Turn the material below into a numbered list, one line per item, leaving out any blank lines.

· · · · · · ·

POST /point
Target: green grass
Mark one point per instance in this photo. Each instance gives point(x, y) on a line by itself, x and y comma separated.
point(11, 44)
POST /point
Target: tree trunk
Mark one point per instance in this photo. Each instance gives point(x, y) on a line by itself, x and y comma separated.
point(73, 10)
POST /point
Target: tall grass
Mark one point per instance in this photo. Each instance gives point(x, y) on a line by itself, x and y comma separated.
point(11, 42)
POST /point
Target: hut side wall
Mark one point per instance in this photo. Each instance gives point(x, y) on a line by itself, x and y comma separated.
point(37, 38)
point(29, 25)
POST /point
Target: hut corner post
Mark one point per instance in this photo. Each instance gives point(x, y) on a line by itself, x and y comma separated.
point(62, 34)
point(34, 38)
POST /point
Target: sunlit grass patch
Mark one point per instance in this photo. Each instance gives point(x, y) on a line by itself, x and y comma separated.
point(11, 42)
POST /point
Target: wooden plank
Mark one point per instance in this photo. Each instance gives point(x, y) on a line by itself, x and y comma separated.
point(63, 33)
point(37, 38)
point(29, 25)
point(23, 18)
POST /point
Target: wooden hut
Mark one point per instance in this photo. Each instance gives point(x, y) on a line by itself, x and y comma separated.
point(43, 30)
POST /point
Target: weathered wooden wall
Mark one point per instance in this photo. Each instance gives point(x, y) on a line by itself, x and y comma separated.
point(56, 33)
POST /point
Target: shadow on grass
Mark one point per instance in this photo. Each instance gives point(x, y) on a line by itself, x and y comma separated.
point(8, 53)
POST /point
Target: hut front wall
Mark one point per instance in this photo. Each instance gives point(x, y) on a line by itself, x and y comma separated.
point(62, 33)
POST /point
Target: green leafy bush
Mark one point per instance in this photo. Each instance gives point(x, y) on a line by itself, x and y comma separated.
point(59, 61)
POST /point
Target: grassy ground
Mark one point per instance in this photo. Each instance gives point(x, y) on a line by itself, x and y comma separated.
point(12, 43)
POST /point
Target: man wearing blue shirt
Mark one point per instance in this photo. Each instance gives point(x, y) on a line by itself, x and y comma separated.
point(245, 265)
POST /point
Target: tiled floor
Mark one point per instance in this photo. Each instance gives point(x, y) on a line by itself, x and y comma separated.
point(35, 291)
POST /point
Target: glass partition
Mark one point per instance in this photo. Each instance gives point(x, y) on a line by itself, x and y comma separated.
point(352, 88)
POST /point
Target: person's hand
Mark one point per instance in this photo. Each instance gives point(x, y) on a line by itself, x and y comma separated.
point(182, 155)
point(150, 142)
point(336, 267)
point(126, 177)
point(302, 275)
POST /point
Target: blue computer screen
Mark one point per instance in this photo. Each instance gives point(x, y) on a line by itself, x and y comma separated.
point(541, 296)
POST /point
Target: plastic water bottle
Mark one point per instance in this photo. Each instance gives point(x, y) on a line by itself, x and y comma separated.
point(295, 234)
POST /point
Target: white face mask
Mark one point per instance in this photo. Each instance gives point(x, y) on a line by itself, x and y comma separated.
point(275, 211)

· · · · · · ·

> _Solution to this exercise_
1. POST /point
2. Target: green grass
3. Mark one point per instance in this photo. Each instance gives point(x, y) on a line by itself, x and y comma separated.
4. point(11, 44)
5. POST /point
6. Target: tree trunk
7. Mark one point per instance in this photo. Each instance gives point(x, y) on a line by itself, x and y comma separated.
8. point(73, 10)
9. POST /point
10. Target: tall grass
11. Mark one point per instance in this photo. Each instance gives point(x, y) on a line by itself, x and y comma separated.
12. point(11, 42)
13. POST /point
14. Target: hut side wall
15. Mark one point per instance in this photo. Each instance gives point(x, y) on a line by itself, x and y comma separated.
16. point(37, 38)
17. point(29, 25)
18. POST /point
19. Target: hut corner post
20. Mark one point per instance in this photo. Each instance gives point(x, y) on a line by itself, x and y comma separated.
21. point(62, 34)
22. point(34, 38)
23. POST /point
24. Target: sunlit grass patch
25. Mark one point per instance in this photo. Each instance gives point(x, y) on a line by itself, x and y comma separated.
26. point(11, 42)
27. POST /point
28. Target: wooden plank
29. Mark one point per instance in this photo. Each instance gives point(x, y) on a line by itself, x and y comma separated.
30. point(63, 33)
31. point(37, 38)
32. point(29, 25)
33. point(23, 18)
34. POST /point
35. Target: wooden hut
36. Mark one point per instance in this photo. Each instance gives point(x, y) on a line by itself, x and y comma separated.
37. point(43, 30)
38. POST /point
39. Target: weathered wooden wall
40. Mark one point per instance in this photo. Each instance gives point(x, y) on a line by itself, x and y comma separated.
41. point(56, 33)
42. POST /point
43. Target: shadow on grass
44. Mark one point per instance in this photo. Each instance gives point(x, y) on a line by itself, x and y comma separated.
45. point(8, 53)
46. POST /point
47. Target: hut front wall
48. Mark one point per instance in this photo. Each instance gives point(x, y) on a line by itself, x and y comma separated.
49. point(62, 33)
50. POST /point
51. Target: green leafy bush
52. Mark one point per instance in this photo. Each instance gives point(x, y) on a line by itself, x and y comma separated.
53. point(59, 61)
54. POST /point
55. Target: grassy ground
56. Mark one point per instance in this photo. Each instance gives point(x, y) on a line by itself, x and y comma separated.
57. point(12, 43)
58. POST /point
59. Target: man wearing blue shirt
60. Mark one point per instance in this photo. Each instance gives point(x, y) on a line by itself, x and y comma separated.
61. point(245, 265)
62. POST /point
63. Target: tiled floor
64. Mark one point per instance in this photo. Each instance gives point(x, y) on a line by itself, x and y comma separated.
65. point(35, 291)
66. POST /point
67. Target: glass partition
68. Mark one point per instance in this photo. Each instance gives point(x, y) on a line by itself, x and y comma separated.
69. point(352, 88)
70. POST /point
71. Target: person's hand
72. Mark one point per instance in this photo. Each instance gives point(x, y) on a line by itself, x and y comma separated.
73. point(182, 155)
74. point(150, 142)
75. point(336, 267)
76. point(126, 177)
77. point(302, 275)
78. POST /point
79. Target: blue computer screen
80. Mark one point per instance in this photo. Each instance gives point(x, y) on a line by itself, x and y comma separated.
81. point(541, 296)
82. POST /point
83. Target: plastic water bottle
84. Mark one point per instance in this photo. Each instance gives point(x, y) on a line by itself, x and y comma separated.
85. point(295, 234)
86. POST /point
87. Target: white face mask
88. Mark one point per instance in this photo. Each instance gives point(x, y) on a line by itself, x and y comma separated.
89. point(275, 211)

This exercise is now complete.